● DATASET RECORDS
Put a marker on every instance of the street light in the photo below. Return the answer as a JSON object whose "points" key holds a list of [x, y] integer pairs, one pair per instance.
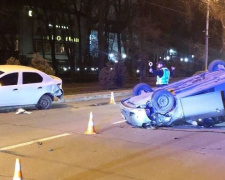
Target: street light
{"points": [[207, 36]]}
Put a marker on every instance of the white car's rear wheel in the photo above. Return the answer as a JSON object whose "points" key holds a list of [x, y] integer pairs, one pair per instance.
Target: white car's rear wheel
{"points": [[45, 102]]}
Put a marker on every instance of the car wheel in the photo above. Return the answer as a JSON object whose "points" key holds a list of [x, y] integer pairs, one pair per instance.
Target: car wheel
{"points": [[45, 102], [140, 88], [213, 66], [162, 101]]}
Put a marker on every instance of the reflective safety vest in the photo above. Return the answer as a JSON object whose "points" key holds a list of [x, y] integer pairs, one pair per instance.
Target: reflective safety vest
{"points": [[165, 78]]}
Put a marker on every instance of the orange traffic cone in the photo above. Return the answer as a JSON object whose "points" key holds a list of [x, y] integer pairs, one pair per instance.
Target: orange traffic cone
{"points": [[17, 172], [90, 128], [112, 100]]}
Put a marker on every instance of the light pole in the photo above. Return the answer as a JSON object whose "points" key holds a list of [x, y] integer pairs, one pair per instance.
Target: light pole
{"points": [[207, 36]]}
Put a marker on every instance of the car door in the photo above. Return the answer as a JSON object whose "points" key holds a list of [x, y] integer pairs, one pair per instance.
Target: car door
{"points": [[31, 88], [9, 93]]}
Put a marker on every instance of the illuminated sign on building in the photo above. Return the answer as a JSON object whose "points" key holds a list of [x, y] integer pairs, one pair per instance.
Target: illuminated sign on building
{"points": [[68, 38]]}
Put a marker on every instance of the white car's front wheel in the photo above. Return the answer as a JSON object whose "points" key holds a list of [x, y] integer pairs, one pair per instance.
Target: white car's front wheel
{"points": [[45, 102]]}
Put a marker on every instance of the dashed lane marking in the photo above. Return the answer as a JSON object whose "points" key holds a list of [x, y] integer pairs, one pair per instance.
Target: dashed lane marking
{"points": [[32, 142], [118, 122]]}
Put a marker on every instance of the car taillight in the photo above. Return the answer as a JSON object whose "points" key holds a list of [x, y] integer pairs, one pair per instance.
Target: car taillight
{"points": [[60, 85]]}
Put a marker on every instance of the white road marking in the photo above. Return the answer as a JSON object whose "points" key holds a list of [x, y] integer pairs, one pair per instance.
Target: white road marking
{"points": [[118, 122], [32, 142]]}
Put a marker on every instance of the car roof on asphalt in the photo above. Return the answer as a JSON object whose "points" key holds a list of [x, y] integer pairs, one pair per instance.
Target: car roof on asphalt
{"points": [[11, 68]]}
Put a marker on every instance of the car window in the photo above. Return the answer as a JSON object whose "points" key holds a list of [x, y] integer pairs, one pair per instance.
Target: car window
{"points": [[31, 77], [9, 79]]}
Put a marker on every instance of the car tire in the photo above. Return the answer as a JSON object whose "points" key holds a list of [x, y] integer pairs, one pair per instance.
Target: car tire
{"points": [[162, 101], [45, 102], [139, 88], [213, 66]]}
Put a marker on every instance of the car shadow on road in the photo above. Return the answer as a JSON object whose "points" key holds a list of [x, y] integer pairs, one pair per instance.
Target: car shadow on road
{"points": [[28, 109]]}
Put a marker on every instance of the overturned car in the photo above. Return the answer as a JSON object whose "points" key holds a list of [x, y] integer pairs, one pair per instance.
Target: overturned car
{"points": [[197, 100]]}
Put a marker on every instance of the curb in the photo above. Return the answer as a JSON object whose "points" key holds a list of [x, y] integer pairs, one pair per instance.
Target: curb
{"points": [[92, 96]]}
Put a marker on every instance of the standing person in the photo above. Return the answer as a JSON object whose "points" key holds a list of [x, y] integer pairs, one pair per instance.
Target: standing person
{"points": [[163, 73]]}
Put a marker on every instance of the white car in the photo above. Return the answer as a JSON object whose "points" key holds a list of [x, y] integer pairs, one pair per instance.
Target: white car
{"points": [[24, 86]]}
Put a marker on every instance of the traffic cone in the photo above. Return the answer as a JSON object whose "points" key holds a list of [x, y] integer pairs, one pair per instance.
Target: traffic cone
{"points": [[112, 100], [17, 172], [90, 128]]}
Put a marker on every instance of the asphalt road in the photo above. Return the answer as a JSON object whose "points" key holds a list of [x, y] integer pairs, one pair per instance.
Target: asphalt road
{"points": [[52, 146]]}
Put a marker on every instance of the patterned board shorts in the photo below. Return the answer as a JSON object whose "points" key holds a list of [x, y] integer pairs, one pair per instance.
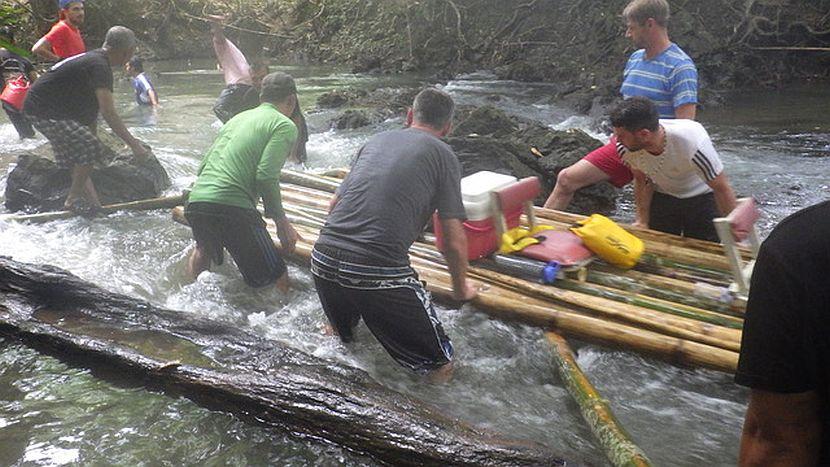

● REQUIRED WORK
Pictures are to be excluded; all other material must be transcribed exactly.

● ANSWER BELOW
Put a marker on every instance of the street light in the photo below. Return the answer as a JSON object whose "points" key holds a list of [x, y] integer pairs, one pair per instance.
Target: street light
{"points": [[207, 36]]}
Put a marker on every instance of the white car's rear wheel in the photo above. Return the answer as a JSON object whose "points" key holds a list of [x, y] integer pairs, one pair per instance.
Target: white car's rear wheel
{"points": [[45, 102]]}
Put a marker on every instance of the car wheel in the photo above. Return the answer as a JSON object whose "points" key holds a list of [x, y] integer pairs, one pair per instance.
Target: car wheel
{"points": [[45, 102], [140, 88], [213, 66], [162, 101]]}
Put a marker on every instance of the reflective safety vest in the photo above. Return the answer as a JSON object whose "points" key holds a list of [x, y] integer pairs, one pair per instance.
Target: reflective safety vest
{"points": [[165, 78]]}
Put a marker on every instance of the orange traffic cone in the photo above. Return the answer as a JSON object whose "points" key holds a list of [x, y] integer pairs, one pair per instance.
Target: orange traffic cone
{"points": [[17, 172], [90, 128], [112, 100]]}
Put a marker on every instance of the light pole in the photo above. Return the answer as a JSON object whose "points" key holds a list of [x, y] integer pairs, one pair per instance.
Target: light pole
{"points": [[207, 36]]}
Put a marker on every instance of the car door in the photo above. Return the answer as a JSON object whose "points" key holds a list of [x, y] integer pairs, one pair per instance.
Target: car door
{"points": [[31, 88], [9, 93]]}
Put a marker on every instance of the illuminated sign on building in the photo above. Return the answer as a JSON object whose "points" key holds a list of [x, y] integer pairs, one pair per instance.
Target: illuminated sign on building
{"points": [[68, 38]]}
Put a marker on every instance of the white car's front wheel in the photo above. Return the answer as a JSON object whose "points" key holds a list of [x, y] integer pairs, one pair per instance.
Target: white car's front wheel
{"points": [[45, 102]]}
Put a marker on every instance of the dashed lane marking in the photo above. Return the answer as a JSON object whose "points" key holds a list of [x, y] integer pairs, one pair per instance.
Target: dashed lane marking
{"points": [[32, 142], [118, 122]]}
Put a marker on every instance of the car taillight in the photo above. Return the answer as a JSON object whose "points" key holds a list of [x, y] integer pairs, one pair per instance.
Target: car taillight
{"points": [[60, 85]]}
Put a marker on every instance of the white road marking in the photo above. Return the answer as a JSON object whose "points" key holds a list of [x, y] integer pairs, one pair per instance.
Target: white road marking
{"points": [[118, 122], [32, 142]]}
Put a marker on every instance of the car roof on asphalt in the photo above. Return the answer as a JSON object whose "points" key holds a list of [x, y] integer pairs, one pair per instance.
Target: car roof on asphalt
{"points": [[11, 68]]}
Put a marker on every instance of the car window in the photo above. Return the answer as a JSON object whose "points" key holds a list of [x, y] integer pairs, one pair per instance.
Target: car window
{"points": [[31, 77], [9, 79]]}
Put a marker on every instance of the car tire in the photo above. Return the answer as a JSON object whose "points" key holds a list of [x, y] integer pairs, one pair per instance.
Target: car tire
{"points": [[162, 101], [45, 102], [139, 88], [213, 66]]}
Put a marker on every instance of the car shadow on road in the photo above. Return the answer as a JSON object whose "points" key holds a list of [x, y] integer pairs, one pair per instance.
Target: car shadow on road
{"points": [[28, 109]]}
Put a marker on every instance of the overturned car in the photo above. Return the answer as a JSON object whose "points" key holds a list of [x, y] integer pairs, one pair per instance.
Target: overturned car
{"points": [[197, 100]]}
Put a marker on every instance of the curb in the photo above. Return the answer as a JSON object whose "points" key holds a list of [x, y] integer pairs, one pair per instance.
Target: curb
{"points": [[92, 96]]}
Put a marker on every instance of the standing person in the photo above. Return the answer as a JSON object whose "points" key holds a list of [x, y] integer pairs, one pair per instance.
Target: standing person
{"points": [[163, 73]]}
Put a marker on every instance of the white car in the photo above. Return the answer as a JSON object whose "points" key holds a list of [x, y] integer pairs, one pair per instance.
Target: white car
{"points": [[24, 86]]}
Put a marker on every instance of the traffic cone in the photo above. Return the answer as a JSON object whose "points" key holds a list of [x, y] integer pairs, one pair per instance.
Target: traffic cone
{"points": [[112, 100], [17, 172], [90, 128]]}
Put a marker on every instance of the asphalt road in the photo above. Return the answer as a JSON object whose "points" key holds a list of [x, y] integer pairs, one pair per instance.
Target: asphalt road
{"points": [[52, 146]]}
Put a marker on every instance of the patterned board shorts in the photo below. Return the answer as a JSON object whose "points" key holds a list of [x, y] integer pairs, one pair per instance.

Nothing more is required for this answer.